» What is expected
Repeat word for word the part of the passage on savants and governments that begins with "Democracies encourage savants" and ends with "Pp. 594. 1885.".

— START OF Selected passage —

Absolute sovereigns have sometimes invited distinguished men to their capitals and bestowed their favors upon them. But this, after all, was only a way of changing the place of scientific culture, not of creating it. Generally, emigrations of savants have been useful to themselves, to science, and to the countries which have welcomed them, in proportion as rulers have had the good sense to leave them time to work.
Democracies encourage savants most by leaving them the widest liberty of opinion. They have furthermore the advantage of causing the separation from political life and public functions of those men who have taste for research, cabinet-work, independence of thought, and for the truth as set above popularity and material considerations, or for precisely those things which most further the advance of science. In general, whatever may be the form or the tendency of the government, men who cultivate science for itself should rather consider themselves fortunate if they are out of favor with the administration.
- "Histoire des Sciences et des Savants depuis Deux Siècles." Preceded and followed by other studies on scientific subjects, particularly on "Heredity and Selection." By Alphonse de Candolle. Second edition, with Additions. Geneva, Basle, and Lyon: H. Georg. Pp. 594. 1885.
- "They say," said the author to Regnault, professor in the École polytechnique of Paris, "that when you were young the school produced many more celebrated mathematicians and physicists than it does now. Is it true?" "Perhaps so," he answered. "Why?" "Because, you see, our principal professor of mathematics was so obscure, that the pupils had to meet after each lesson to go over it again. For some time I had to revise the exercise-books of my comrades. You can not imagine how it made me work."

— END OF Selected passage —
— START OF Record excerpts —

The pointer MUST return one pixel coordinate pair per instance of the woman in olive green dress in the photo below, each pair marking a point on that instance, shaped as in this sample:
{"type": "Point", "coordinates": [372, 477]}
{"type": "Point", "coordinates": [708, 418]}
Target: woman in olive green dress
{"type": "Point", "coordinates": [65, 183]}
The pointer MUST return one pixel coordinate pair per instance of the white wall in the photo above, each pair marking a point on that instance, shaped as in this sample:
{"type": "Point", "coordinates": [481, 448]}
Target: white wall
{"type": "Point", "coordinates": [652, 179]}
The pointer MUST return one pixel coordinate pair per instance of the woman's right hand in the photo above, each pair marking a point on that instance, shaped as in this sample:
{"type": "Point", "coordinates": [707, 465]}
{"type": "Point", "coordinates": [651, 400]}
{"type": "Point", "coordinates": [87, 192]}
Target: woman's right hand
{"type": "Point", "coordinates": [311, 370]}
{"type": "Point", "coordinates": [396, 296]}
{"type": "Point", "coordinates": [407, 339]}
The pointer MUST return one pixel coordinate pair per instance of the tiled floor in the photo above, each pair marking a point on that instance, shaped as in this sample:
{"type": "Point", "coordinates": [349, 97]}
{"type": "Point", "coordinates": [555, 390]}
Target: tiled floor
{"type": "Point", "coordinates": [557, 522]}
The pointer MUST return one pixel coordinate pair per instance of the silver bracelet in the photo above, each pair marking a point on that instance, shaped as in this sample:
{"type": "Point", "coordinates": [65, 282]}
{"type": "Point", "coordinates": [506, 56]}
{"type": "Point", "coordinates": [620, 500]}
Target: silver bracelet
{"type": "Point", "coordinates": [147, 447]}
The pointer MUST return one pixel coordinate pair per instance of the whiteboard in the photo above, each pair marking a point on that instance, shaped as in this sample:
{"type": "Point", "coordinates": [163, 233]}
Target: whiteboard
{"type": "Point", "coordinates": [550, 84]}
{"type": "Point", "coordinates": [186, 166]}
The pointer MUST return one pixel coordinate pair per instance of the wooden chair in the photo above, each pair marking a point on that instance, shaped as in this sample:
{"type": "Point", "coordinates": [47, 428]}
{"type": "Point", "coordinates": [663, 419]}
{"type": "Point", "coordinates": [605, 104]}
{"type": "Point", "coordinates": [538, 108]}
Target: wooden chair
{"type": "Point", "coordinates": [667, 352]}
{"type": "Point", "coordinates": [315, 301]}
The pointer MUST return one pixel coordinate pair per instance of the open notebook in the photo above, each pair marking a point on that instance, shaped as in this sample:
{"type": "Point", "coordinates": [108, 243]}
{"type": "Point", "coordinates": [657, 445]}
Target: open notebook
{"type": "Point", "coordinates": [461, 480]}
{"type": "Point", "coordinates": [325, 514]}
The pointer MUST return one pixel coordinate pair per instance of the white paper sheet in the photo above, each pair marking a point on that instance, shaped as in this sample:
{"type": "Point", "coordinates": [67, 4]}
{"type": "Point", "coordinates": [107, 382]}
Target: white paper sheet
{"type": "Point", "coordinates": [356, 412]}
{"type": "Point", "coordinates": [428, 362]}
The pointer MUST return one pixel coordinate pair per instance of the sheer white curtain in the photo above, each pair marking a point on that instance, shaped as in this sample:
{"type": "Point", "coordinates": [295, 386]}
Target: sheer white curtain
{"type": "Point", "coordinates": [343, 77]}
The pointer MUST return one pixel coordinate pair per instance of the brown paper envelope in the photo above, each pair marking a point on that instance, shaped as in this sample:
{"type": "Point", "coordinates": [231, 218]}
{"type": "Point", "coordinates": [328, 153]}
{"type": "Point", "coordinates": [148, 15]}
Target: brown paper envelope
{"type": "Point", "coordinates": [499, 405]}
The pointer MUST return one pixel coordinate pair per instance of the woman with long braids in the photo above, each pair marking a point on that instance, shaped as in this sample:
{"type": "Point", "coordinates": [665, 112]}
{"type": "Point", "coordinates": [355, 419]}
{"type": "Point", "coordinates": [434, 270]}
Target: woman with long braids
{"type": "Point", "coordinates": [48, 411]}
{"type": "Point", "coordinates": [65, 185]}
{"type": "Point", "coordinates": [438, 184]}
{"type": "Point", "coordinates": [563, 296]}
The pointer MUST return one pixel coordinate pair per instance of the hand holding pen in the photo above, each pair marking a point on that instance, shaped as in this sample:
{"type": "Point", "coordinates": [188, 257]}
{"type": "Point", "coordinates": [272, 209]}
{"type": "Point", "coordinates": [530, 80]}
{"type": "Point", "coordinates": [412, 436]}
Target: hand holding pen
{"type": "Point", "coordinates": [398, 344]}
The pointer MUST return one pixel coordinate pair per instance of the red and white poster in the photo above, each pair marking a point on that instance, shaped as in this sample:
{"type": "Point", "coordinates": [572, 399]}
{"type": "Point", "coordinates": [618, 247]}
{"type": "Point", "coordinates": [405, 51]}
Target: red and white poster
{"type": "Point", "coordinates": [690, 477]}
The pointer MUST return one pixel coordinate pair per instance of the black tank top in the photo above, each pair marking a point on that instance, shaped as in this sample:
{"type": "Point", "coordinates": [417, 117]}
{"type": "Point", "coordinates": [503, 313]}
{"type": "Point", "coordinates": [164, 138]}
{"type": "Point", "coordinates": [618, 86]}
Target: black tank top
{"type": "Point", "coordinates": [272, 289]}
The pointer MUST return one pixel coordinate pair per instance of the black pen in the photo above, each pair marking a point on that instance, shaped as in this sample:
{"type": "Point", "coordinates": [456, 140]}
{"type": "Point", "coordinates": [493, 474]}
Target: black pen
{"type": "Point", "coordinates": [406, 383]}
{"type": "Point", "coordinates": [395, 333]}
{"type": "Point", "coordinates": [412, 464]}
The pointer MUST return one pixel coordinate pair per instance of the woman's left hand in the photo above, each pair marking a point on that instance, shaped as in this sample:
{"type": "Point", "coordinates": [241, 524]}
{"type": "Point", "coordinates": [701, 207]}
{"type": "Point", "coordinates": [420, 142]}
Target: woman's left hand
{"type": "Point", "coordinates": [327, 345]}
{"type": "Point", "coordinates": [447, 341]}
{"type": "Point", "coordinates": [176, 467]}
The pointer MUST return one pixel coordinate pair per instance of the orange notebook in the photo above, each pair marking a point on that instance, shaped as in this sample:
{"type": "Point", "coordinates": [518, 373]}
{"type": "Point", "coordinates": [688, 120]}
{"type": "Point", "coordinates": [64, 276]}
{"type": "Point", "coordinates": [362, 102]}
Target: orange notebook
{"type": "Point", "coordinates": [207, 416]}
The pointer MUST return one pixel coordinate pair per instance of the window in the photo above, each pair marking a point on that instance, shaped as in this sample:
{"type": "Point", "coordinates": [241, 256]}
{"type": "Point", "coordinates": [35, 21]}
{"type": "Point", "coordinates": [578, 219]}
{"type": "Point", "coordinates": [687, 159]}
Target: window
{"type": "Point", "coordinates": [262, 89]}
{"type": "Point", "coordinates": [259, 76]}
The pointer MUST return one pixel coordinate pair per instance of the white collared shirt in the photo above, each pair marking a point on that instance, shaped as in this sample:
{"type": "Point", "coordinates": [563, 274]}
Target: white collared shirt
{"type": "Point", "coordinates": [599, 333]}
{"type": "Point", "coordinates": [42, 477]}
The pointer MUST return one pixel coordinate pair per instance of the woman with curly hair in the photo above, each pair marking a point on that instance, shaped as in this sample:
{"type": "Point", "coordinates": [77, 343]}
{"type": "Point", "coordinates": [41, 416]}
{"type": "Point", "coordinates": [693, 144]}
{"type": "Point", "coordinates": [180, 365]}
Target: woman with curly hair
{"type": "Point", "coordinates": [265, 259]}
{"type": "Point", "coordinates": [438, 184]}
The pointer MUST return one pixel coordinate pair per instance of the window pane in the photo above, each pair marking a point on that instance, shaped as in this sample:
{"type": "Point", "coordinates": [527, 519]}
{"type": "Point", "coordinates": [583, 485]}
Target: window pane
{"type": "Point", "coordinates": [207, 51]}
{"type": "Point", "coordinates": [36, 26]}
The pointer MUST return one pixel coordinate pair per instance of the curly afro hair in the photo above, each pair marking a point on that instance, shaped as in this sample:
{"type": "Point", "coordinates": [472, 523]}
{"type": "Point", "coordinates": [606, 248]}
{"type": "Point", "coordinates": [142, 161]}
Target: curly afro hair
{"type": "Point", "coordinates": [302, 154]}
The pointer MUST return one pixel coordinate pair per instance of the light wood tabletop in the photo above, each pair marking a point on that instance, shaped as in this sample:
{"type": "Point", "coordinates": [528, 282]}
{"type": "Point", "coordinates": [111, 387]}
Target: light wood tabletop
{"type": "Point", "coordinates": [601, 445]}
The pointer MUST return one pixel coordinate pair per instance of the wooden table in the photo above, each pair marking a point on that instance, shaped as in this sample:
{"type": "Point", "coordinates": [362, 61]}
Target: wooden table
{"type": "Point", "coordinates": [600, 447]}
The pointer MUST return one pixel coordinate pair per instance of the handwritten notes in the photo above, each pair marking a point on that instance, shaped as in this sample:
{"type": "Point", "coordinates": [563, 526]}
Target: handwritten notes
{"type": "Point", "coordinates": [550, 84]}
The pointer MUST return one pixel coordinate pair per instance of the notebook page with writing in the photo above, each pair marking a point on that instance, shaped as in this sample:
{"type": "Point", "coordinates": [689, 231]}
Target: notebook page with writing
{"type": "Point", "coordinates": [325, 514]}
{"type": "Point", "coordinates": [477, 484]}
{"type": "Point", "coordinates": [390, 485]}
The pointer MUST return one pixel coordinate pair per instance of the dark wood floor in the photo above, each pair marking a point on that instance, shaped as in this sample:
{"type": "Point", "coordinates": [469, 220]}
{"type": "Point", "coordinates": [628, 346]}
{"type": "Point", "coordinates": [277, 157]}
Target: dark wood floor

— END OF Record excerpts —

» Answer for this exercise
Democracies encourage savants most by leaving them the widest liberty of opinion. They have furthermore the advantage of causing the separation from political life and public functions of those men who have taste for research, cabinet-work, independence of thought, and for the truth as set above popularity and material considerations, or for precisely those things which most further the advance of science. In general, whatever may be the form or the tendency of the government, men who cultivate science for itself should rather consider themselves fortunate if they are out of favor with the administration.
- "Histoire des Sciences et des Savants depuis Deux Siècles." Preceded and followed by other studies on scientific subjects, particularly on "Heredity and Selection." By Alphonse de Candolle. Second edition, with Additions. Geneva, Basle, and Lyon: H. Georg. Pp. 594. 1885.